>>>>

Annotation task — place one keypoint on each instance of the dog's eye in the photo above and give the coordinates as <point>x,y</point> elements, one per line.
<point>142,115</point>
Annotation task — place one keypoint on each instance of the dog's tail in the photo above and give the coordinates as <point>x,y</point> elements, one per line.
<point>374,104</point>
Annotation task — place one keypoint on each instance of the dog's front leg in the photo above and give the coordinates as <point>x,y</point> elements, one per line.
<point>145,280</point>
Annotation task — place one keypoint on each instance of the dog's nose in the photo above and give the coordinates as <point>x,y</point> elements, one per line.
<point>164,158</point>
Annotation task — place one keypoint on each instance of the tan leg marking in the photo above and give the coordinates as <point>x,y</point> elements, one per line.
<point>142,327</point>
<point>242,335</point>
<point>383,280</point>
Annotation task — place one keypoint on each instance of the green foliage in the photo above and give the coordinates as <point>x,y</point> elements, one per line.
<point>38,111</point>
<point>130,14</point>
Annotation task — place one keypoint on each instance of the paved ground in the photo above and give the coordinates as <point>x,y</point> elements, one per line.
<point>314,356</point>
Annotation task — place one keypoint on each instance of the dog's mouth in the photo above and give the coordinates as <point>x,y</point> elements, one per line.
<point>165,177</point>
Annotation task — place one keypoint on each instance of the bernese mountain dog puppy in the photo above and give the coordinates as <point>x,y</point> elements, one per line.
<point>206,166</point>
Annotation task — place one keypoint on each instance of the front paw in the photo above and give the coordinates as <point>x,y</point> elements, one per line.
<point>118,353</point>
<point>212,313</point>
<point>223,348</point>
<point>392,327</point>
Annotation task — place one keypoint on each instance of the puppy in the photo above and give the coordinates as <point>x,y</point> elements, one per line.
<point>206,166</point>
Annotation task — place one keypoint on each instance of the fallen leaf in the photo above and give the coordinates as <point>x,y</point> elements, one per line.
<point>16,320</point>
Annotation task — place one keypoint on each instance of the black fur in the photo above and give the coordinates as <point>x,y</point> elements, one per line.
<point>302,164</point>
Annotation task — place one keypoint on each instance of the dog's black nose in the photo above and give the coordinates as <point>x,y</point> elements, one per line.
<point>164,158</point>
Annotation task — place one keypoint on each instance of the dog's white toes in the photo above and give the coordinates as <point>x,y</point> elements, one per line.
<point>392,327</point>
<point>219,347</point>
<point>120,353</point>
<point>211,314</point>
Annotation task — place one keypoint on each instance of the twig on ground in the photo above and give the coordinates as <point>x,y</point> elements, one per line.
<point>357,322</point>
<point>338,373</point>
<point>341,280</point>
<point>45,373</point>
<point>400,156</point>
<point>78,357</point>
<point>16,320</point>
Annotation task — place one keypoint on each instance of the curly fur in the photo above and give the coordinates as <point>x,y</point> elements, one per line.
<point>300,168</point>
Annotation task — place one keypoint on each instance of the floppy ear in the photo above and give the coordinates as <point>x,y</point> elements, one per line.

<<<<

◆ **Direction**:
Please reproduce the records from their first line through the line containing "<point>374,104</point>", substituting "dog's hind paw" for "dog's tail" and leaving everything else unchanged.

◆ **Answer to this problem**:
Annotation task — place one keypoint on each instance of the dog's eye in the photo above and give the coordinates as <point>x,y</point> elements, one per line.
<point>142,115</point>
Annotation task — place one keypoint on each instance of the dog's hind paw in the photo above and give the coordinates as <point>x,y</point> elements, one per line.
<point>374,104</point>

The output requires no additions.